* TEXT SEGMENT *
*** Begin section ***

Interestingly, the pattern of hydrogen bonds between the recognition helices and the AGGTCA half‐sites varies to some extent between EcR, USP, RXR and the previously characterized RXR subunit of the RXR–RAR/DR‐1 heterodimer (Figure 3) (Rastinejad et al., 2000). However, the same set of ‘hook’ residues are used consistently in all of these cases, with their exact hydrogen‐bonded partners on the DNA base pairs differing slightly (Figure 3). These hook residues, consisting of Glu19, Gly20, Lys22, Arg/Lys26 and Arg27 in EcR, USP and RXR, form their base‐specific contacts. Importantly, the central AT spacer base pair is involved in phosphate contacts only, and not major groove recognition at the base pairs (Figure 1D and E). This observation is consistent with the notion that the spacer's influence is limited to setting the correct binding site geometry in the response element (Ożyhar and Pongs, 1993).

The dimer interfaces

Dimerization of DBDs is of major functional significance for RXR, its partners and the steroid receptors, in part because dimerization allows the formation of sufficiently extended and complementary protein surfaces for high affinity and selective DNA binding. Figures 1, 4, and 5G and H show how binding of one subunit at its half‐site leads to facilitated binding of the adjacent subunit via protein–protein interactions. Due to the single base pair spacer, the relative orientation between the subunits is distinct from complexes involving steroid receptors GR and ER, and as such brings into contact the Zn‐I modules of both proteins in addition to their Zn‐II modules. Moreover, there are clear distinctions with previously studied heterodimers of RXR‐DBD on direct repeats, in which the upstream subunit relies on its Zn‐II region and the downstream subunit relies on its T‐ and/or A‐boxes for protein–protein contacts (Figure 5A–H) (Khorasanizadeh and Rastinejad, 2001; Rastinejad, 2001).

*** End section ***

* INPUT DATA *
*** Begin section ***

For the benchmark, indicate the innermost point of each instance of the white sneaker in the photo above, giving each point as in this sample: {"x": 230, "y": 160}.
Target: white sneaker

*** End section ***

* TASK TO CARRY OUT *
Reproduce the whole passage above about how these receptors contact DNA and each other, word for word.

* RESULT *
Interestingly, the pattern of hydrogen bonds between the recognition helices and the AGGTCA half‐sites varies to some extent between EcR, USP, RXR and the previously characterized RXR subunit of the RXR–RAR/DR‐1 heterodimer (Figure 3) (Rastinejad et al., 2000). However, the same set of ‘hook’ residues are used consistently in all of these cases, with their exact hydrogen‐bonded partners on the DNA base pairs differing slightly (Figure 3). These hook residues, consisting of Glu19, Gly20, Lys22, Arg/Lys26 and Arg27 in EcR, USP and RXR, form their base‐specific contacts. Importantly, the central AT spacer base pair is involved in phosphate contacts only, and not major groove recognition at the base pairs (Figure 1D and E). This observation is consistent with the notion that the spacer's influence is limited to setting the correct binding site geometry in the response element (Ożyhar and Pongs, 1993).

The dimer interfaces

Dimerization of DBDs is of major functional significance for RXR, its partners and the steroid receptors, in part because dimerization allows the formation of sufficiently extended and complementary protein surfaces for high affinity and selective DNA binding. Figures 1, 4, and 5G and H show how binding of one subunit at its half‐site leads to facilitated binding of the adjacent subunit via protein–protein interactions. Due to the single base pair spacer, the relative orientation between the subunits is distinct from complexes involving steroid receptors GR and ER, and as such brings into contact the Zn‐I modules of both proteins in addition to their Zn‐II modules. Moreover, there are clear distinctions with previously studied heterodimers of RXR‐DBD on direct repeats, in which the upstream subunit relies on its Zn‐II region and the downstream subunit relies on its T‐ and/or A‐boxes for protein–protein contacts (Figure 5A–H) (Khorasanizadeh and Rastinejad, 2001; Rastinejad, 2001).